___ Supplied material ___

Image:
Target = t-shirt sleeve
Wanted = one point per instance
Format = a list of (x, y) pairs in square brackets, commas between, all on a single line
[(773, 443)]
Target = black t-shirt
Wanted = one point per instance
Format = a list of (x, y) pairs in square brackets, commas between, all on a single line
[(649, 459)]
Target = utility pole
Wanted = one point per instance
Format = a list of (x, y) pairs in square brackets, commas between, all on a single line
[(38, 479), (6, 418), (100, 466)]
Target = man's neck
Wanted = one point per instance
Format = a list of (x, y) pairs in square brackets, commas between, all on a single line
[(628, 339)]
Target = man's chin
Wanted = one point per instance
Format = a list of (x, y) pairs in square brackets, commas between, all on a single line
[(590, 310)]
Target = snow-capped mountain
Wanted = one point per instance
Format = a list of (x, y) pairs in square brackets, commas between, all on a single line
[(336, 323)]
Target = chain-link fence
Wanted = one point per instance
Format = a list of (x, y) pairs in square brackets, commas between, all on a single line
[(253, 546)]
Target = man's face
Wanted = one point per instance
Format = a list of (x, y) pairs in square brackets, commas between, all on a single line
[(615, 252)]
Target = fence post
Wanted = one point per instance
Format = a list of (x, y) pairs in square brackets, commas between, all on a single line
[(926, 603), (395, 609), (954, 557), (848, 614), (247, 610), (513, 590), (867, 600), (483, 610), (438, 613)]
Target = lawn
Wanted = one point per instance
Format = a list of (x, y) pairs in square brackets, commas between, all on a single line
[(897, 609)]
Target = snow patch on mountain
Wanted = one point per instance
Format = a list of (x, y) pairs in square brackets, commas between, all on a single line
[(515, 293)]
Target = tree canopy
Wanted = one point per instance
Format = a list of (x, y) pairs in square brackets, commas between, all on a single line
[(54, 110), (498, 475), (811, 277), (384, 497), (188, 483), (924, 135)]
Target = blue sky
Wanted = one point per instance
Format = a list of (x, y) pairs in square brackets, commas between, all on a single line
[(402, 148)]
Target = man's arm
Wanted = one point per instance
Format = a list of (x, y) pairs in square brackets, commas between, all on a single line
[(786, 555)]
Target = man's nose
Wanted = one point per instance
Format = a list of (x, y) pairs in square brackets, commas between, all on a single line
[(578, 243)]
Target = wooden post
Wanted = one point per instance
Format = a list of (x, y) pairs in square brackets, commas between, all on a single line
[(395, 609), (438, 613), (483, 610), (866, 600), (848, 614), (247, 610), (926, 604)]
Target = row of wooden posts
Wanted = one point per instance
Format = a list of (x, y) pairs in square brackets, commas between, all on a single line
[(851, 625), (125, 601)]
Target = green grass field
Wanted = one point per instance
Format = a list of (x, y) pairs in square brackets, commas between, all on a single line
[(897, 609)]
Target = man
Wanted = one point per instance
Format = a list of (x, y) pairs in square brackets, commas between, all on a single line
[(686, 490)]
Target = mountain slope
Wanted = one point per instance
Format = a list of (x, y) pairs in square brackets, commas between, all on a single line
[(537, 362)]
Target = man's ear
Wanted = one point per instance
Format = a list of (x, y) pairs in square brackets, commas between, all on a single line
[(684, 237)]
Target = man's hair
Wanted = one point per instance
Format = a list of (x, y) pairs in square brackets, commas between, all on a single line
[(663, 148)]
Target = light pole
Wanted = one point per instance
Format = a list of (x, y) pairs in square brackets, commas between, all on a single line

___

### Required work
Please format every line of the rows above as a Markdown table with two columns: No for the line's running number and Text for the line itself. Leave out blank lines.

### Correct response
| No | Text |
|---|---|
| 1 | Image: |
| 2 | Target = t-shirt sleeve |
| 3 | Wanted = one point per instance |
| 4 | Format = a list of (x, y) pairs in square brackets, commas between, all on a single line |
| 5 | [(773, 443)] |
| 6 | Target = black t-shirt |
| 7 | Wanted = one point per instance |
| 8 | Format = a list of (x, y) pairs in square brackets, commas between, all on a single line |
| 9 | [(649, 459)] |
| 10 | Target = utility pole |
| 11 | Wanted = one point per instance |
| 12 | Format = a list of (x, y) pairs in square brackets, commas between, all on a single line |
| 13 | [(38, 479), (6, 418), (100, 466)] |
| 14 | Target = man's neck |
| 15 | Wanted = one point per instance |
| 16 | Format = a list of (x, y) pairs in square brackets, commas between, all on a single line |
| 17 | [(628, 339)] |
| 18 | Target = man's chin |
| 19 | Wanted = one point per instance |
| 20 | Format = a list of (x, y) pairs in square brackets, commas between, all on a single line |
| 21 | [(590, 310)] |
| 22 | Target = snow-capped mountain |
| 23 | Wanted = one point per instance |
| 24 | Format = a list of (x, y) pairs in square brackets, commas between, all on a single line |
| 25 | [(336, 323)] |
| 26 | Target = chain-link fence |
| 27 | Wanted = one point per instance |
| 28 | Format = a list of (x, y) pairs in square brackets, commas between, all on a single line |
| 29 | [(253, 546)] |
| 30 | Target = man's face |
| 31 | Wanted = one point per instance |
| 32 | Format = a list of (x, y) pairs in square brackets, commas between, all on a single line |
| 33 | [(615, 252)] |
| 34 | Target = fence post |
| 35 | Wanted = one point per instance |
| 36 | Format = a list of (x, y) pairs in square brackets, commas between, all on a single line |
| 37 | [(926, 603), (395, 609), (954, 557), (848, 614), (247, 610), (513, 590), (867, 600), (483, 610), (438, 613)] |
| 38 | Target = lawn |
| 39 | Wanted = one point per instance |
| 40 | Format = a list of (x, y) pairs in square brackets, commas between, all on a single line |
| 41 | [(897, 609)] |
| 42 | Target = snow patch on mountain |
| 43 | Wanted = one point per instance |
| 44 | Format = a list of (x, y) pairs in square brackets, commas between, all on a single line |
| 45 | [(515, 293)] |
| 46 | Target = tree canopy |
| 47 | Wanted = one point per instance |
| 48 | Format = a list of (x, y) pairs in square brackets, commas between, all on a single line |
| 49 | [(54, 110), (498, 475), (811, 277), (384, 497), (188, 483), (924, 135)] |
| 50 | Target = blue sky |
| 51 | Wanted = one point per instance |
| 52 | Format = a list of (x, y) pairs in square brackets, commas between, all on a single line |
| 53 | [(402, 148)] |
| 54 | Target = man's arm |
| 55 | Wanted = one point per instance |
| 56 | Format = a list of (x, y) pairs in square brackets, commas between, all on a single line |
| 57 | [(786, 555)] |
| 58 | Target = man's nose |
| 59 | Wanted = one point per instance |
| 60 | Format = a list of (x, y) pairs in square brackets, commas between, all on a single line |
| 61 | [(578, 243)] |
| 62 | Target = wooden post |
| 63 | Wanted = one point per instance |
| 64 | Format = a list of (x, y) pairs in square brackets, commas between, all on a single line |
| 65 | [(395, 609), (438, 613), (483, 610), (866, 600), (848, 614), (247, 610), (926, 604)] |
| 66 | Target = row of wooden posts |
| 67 | Wanted = one point per instance |
| 68 | Format = a list of (x, y) pairs in square brackets, commas between, all on a single line |
| 69 | [(851, 625), (125, 601)] |
| 70 | Target = green grass field |
| 71 | Wanted = one point per instance |
| 72 | Format = a list of (x, y) pairs in square brackets, commas between, all on a single line |
| 73 | [(897, 609)] |
| 74 | Target = man |
| 75 | Wanted = one point per instance |
| 76 | Format = a list of (x, y) pairs in square brackets, commas between, all on a single line |
| 77 | [(686, 490)] |
| 78 | Target = mountain slope |
| 79 | Wanted = one point per instance |
| 80 | Format = a list of (x, y) pairs in square brackets, commas between, all on a single line |
| 81 | [(537, 362)] |
| 82 | Target = man's ear |
| 83 | Wanted = one point per instance |
| 84 | Format = a list of (x, y) pairs in square brackets, commas between, all on a single line |
| 85 | [(684, 237)] |
| 86 | Target = man's hair |
| 87 | Wanted = one point per instance |
| 88 | Format = a list of (x, y) pairs in square brackets, commas between, all on a single line |
| 89 | [(663, 148)] |
| 90 | Target = light pole |
| 91 | Wanted = one point per instance |
| 92 | Format = a list of (x, y) pairs in square brackets, commas between, all on a single line |